Add 84 to every coordinate in the answers from the line containing "Teacher note: indicate the mailbox" down to the end of the lines, and write all of those lines out again, requests included. Leave the pictures out.

-*-*-

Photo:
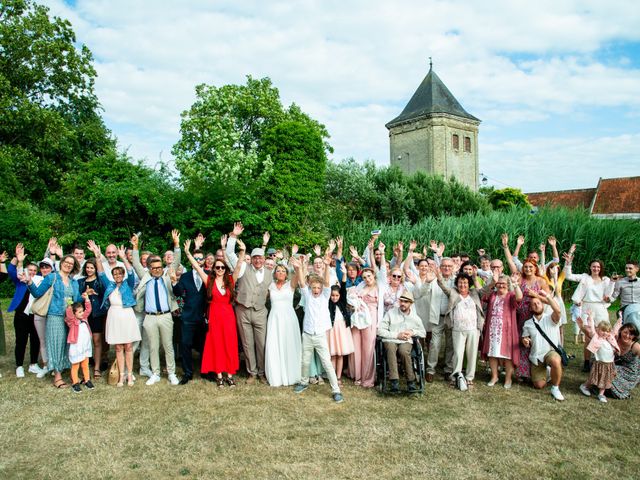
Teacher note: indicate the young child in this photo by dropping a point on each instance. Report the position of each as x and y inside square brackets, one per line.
[340, 339]
[79, 340]
[316, 323]
[603, 345]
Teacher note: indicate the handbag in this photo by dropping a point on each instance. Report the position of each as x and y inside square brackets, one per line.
[41, 305]
[114, 374]
[558, 348]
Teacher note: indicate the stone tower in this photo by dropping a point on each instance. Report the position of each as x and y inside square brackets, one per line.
[434, 134]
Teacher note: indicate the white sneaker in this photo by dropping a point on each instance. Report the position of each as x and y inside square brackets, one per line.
[555, 393]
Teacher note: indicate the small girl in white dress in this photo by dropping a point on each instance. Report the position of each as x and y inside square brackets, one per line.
[79, 340]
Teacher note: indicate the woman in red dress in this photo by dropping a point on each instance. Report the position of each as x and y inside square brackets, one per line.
[220, 353]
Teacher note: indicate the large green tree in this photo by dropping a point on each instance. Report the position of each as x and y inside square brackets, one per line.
[49, 119]
[294, 190]
[221, 158]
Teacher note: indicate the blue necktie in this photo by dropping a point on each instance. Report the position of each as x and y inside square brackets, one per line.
[156, 290]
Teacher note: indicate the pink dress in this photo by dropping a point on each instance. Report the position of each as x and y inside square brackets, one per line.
[362, 365]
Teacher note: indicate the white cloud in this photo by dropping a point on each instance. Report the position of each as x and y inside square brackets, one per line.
[543, 164]
[353, 65]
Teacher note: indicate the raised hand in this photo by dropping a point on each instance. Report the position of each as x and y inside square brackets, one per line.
[238, 228]
[175, 235]
[95, 249]
[505, 240]
[20, 255]
[199, 241]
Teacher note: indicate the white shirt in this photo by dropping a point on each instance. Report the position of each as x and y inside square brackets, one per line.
[539, 345]
[317, 319]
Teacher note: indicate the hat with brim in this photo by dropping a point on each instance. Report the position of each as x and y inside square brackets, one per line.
[46, 262]
[408, 296]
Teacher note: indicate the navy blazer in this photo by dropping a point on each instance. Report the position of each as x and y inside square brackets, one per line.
[195, 302]
[21, 288]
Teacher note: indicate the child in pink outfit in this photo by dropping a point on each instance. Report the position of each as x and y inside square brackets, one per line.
[603, 345]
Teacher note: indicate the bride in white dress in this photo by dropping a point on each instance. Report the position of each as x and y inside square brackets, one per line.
[283, 348]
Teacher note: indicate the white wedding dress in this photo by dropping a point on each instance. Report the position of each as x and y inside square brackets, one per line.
[283, 350]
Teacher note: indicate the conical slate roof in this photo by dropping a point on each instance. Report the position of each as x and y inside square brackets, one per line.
[432, 96]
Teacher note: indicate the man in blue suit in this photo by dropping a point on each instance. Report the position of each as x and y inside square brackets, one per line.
[192, 289]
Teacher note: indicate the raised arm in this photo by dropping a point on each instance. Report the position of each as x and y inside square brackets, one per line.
[507, 253]
[240, 260]
[137, 266]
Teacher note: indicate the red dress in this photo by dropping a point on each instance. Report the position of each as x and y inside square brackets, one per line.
[221, 345]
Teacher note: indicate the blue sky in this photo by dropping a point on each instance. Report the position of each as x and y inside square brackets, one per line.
[555, 83]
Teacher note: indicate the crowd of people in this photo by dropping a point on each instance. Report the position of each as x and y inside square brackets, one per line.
[301, 319]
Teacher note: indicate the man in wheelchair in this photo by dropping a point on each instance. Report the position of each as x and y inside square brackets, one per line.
[396, 330]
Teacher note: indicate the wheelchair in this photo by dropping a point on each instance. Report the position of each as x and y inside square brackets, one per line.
[417, 360]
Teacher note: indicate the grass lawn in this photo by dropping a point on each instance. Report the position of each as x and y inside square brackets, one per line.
[200, 431]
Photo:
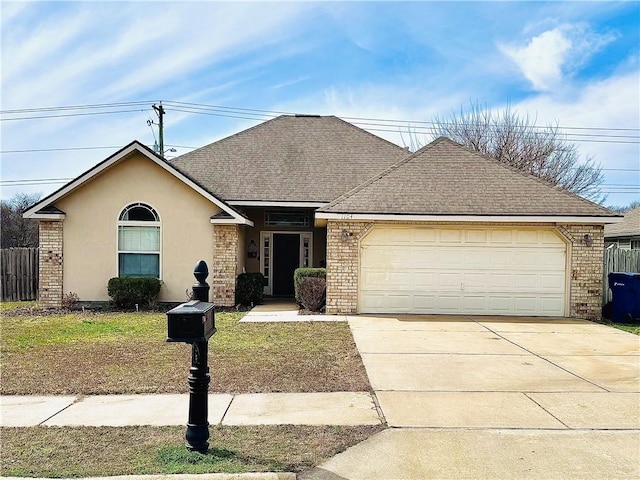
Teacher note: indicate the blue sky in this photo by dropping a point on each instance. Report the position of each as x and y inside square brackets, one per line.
[576, 64]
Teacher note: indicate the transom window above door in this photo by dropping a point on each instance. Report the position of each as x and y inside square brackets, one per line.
[286, 218]
[139, 241]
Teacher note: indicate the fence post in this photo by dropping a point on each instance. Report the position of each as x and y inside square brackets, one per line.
[19, 274]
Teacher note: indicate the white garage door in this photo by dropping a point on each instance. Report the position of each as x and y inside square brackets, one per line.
[462, 271]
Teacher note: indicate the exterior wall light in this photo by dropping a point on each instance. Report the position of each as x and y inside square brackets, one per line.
[252, 249]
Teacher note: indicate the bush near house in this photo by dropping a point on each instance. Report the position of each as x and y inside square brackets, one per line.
[250, 288]
[127, 292]
[301, 273]
[313, 293]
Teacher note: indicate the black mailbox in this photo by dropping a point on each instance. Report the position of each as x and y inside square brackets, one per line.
[191, 322]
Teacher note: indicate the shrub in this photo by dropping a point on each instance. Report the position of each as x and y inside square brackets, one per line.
[313, 293]
[301, 273]
[250, 288]
[127, 292]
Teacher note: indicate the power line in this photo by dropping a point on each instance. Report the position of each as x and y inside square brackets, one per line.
[68, 115]
[256, 114]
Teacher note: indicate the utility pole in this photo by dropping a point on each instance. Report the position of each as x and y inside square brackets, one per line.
[160, 111]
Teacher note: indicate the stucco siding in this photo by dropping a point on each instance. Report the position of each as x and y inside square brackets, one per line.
[90, 228]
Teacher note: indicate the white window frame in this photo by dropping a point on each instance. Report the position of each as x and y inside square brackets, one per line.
[130, 223]
[305, 259]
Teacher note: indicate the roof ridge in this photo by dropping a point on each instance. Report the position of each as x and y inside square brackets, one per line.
[229, 137]
[381, 174]
[541, 180]
[365, 131]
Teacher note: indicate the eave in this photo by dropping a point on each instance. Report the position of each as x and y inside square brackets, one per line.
[575, 219]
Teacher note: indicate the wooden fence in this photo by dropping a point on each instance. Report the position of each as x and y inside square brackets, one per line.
[616, 260]
[19, 274]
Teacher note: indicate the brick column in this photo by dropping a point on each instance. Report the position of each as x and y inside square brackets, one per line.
[50, 270]
[225, 264]
[343, 242]
[585, 297]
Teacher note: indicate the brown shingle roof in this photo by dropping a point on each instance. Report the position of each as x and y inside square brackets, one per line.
[290, 158]
[444, 178]
[629, 226]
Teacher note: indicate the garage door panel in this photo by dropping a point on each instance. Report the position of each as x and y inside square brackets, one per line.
[467, 271]
[475, 303]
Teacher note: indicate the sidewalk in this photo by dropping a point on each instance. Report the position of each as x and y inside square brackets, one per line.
[285, 310]
[330, 408]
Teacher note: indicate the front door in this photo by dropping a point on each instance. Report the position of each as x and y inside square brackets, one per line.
[286, 258]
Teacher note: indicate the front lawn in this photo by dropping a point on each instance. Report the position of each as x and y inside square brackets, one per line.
[107, 451]
[118, 353]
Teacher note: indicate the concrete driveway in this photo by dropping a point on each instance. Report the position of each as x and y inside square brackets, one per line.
[497, 397]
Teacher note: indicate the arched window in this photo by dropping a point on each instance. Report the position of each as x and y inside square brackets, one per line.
[139, 241]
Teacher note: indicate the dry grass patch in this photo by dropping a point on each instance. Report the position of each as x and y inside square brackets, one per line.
[112, 353]
[106, 451]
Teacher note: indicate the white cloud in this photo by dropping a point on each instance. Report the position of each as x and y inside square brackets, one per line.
[542, 59]
[552, 55]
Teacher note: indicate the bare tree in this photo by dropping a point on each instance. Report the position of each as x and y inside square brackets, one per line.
[517, 141]
[18, 231]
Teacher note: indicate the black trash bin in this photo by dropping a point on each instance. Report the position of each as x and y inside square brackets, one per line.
[625, 288]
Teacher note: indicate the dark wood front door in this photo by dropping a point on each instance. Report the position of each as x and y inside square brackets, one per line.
[286, 258]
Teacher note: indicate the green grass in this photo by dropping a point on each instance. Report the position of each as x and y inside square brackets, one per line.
[107, 451]
[12, 305]
[50, 353]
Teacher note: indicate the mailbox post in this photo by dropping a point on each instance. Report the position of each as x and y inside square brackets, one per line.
[194, 322]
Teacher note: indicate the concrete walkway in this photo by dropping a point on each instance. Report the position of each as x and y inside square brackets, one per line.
[496, 397]
[464, 397]
[285, 310]
[332, 408]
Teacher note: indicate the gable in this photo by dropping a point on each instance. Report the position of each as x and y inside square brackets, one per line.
[302, 159]
[446, 179]
[132, 171]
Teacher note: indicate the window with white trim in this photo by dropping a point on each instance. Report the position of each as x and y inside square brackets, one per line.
[139, 242]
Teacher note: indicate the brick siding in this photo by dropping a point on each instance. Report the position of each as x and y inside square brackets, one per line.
[585, 295]
[51, 263]
[342, 265]
[225, 261]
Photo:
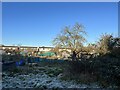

-*-*-

• _ANSWER FOR THE TASK_:
Teacher note: indicate the mailbox post in this photo by dropping a point on each instance. Report the position of each as x and y inside square brackets, one per line.
[278, 406]
Teacher note: indicate the concrete walkway in this photo by dropping a point on each instance. Report the position of each as x and y inside square brackets, one per line.
[580, 481]
[548, 481]
[369, 394]
[416, 492]
Teacher note: indicate the gable in this photo by dropping a point on each instance. Report the position of each as x and y inside square brackets, one per line.
[386, 243]
[530, 263]
[216, 255]
Teacher note: indicate the window with white trim in this photo by dropping a point on each instance. Report the position of each as x and y inside square brackets, one per line.
[223, 326]
Teacher note: indicate the brick siding in this photo by dropping a point on each instance. Report the position of each as x and y inside square brackets, one per line.
[669, 379]
[135, 347]
[426, 349]
[309, 345]
Photo:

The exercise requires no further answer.